_Exercise prompt_. In the records below, the lines from the one with "compact form (48,86)." through the last are to be printed exactly, and nothing else.

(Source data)
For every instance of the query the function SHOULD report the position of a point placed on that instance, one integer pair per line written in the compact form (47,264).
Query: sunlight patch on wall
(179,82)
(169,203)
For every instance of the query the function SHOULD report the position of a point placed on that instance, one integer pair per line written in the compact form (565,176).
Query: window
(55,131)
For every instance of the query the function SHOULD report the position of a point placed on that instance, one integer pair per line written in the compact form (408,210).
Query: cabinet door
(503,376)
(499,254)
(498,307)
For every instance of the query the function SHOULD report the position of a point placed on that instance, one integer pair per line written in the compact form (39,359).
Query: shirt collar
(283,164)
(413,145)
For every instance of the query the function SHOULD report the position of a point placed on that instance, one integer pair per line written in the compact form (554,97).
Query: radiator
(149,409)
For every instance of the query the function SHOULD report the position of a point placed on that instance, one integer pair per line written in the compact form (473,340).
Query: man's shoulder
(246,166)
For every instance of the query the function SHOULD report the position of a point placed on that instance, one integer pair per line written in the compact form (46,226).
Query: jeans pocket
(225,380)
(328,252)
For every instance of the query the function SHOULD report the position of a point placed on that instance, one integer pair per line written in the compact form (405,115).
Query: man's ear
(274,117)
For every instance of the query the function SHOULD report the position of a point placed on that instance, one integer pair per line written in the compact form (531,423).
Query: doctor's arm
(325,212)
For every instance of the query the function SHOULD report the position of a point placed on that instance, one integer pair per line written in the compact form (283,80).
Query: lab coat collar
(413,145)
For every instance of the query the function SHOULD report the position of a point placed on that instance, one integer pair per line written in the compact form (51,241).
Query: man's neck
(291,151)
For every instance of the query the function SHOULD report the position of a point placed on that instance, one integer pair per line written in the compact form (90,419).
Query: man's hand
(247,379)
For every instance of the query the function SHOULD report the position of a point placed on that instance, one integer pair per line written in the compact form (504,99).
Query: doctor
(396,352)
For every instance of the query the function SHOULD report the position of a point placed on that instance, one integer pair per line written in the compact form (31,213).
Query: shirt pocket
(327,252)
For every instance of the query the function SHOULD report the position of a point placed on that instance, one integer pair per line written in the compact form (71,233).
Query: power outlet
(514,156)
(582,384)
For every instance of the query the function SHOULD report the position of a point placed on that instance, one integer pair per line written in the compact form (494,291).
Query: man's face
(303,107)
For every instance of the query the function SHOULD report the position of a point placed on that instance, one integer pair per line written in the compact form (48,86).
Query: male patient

_Solution_.
For every instance of the query the function SHOULD report the position of a point placed on that instance, one integer pair per line written in the compact form (48,86).
Query: male patient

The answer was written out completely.